Görev:
Aşağıdaki yazıda adı geçen 2020 Gıda ve Tarım Raporu'na göre dünya genelinde kaç insan su sıkıntısıyla karşı karşıya?

Okunacak Yazı:
-------------------------

Kim bilir sevginin ne çok çeşidi vardır?..
en küçüğü katledilmekten vazgeçilemeyen,
doğa sevgisi!..
Aşkla bir araya geldiğinde, en masum olanı insan sevgisi,
bu sevginin hikâyesini iki kişiden başka kimse bilemez…
En zavallı ve masum gözükeni doğa sevgisidir aslında.
Ama aynı zamanda en çok ihanete uğrayan ve çaresizce
dillerden dillere dolaşan, herkesin bildiği halde,
bilmezden geldiği sevginin hikayesidir bu.
***
Oysa her ihanetin bir bedeli yok mu?..
Dünya’da bir milyardan fazla insan su sıkıntısı çekiyor.
Birleşmiş Milletler Gıda ve Tarım Örgütü,
artan su kıtlığının ciddi etkilerine karşı uyarıda bulundu.
2020 Gıda ve Tarım Raporu’na göre dünya genelinde,
bir milyar 200 milyon insan su sıkıntısı ile karşı karşıya.
Su kıtlığının yaşandığı bölgelerde yaşamın olumsuz etkilendiğine
işaret edilen raporda, bu bölgelerdeki çok sayıda kişinin
evini, yurdunu terk etmek zorunda kaldığı belirtiliyor.
***
Doğaya ihanet eden mağdur olamaz düşüncesi yer etmiş bazı kafalarda,
‘Cehalet!’ demek kolay!..
Cahil gözüyle baktıkların sahip çıkıyor deresine, toprağına, köyüne.
Sorun yanınızdakine hiç doğaya ihanet ettin mi?..
Derin bir sessizlik sonrası;
“Öylesine hani bir keresinde…”
diye başlayıp sonu gelmeyen itiraflar…
“O zaman susuzluk sana müstahak!..”
güzel bir yanıttı aslında fakat,
susuzluk sorunu sadece yanınızdakini değil,
hepimizi ilgilendirmiyor mu?

-------------------------

Verilen Bilgiler:
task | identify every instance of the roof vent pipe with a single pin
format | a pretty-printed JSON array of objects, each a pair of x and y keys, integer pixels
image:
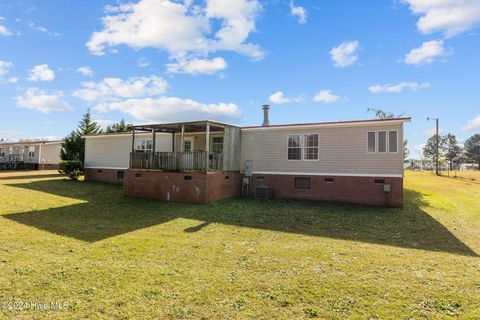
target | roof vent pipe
[{"x": 266, "y": 121}]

-------------------------

Görevin Yanıtı:
Bir milyar 200 milyon insan.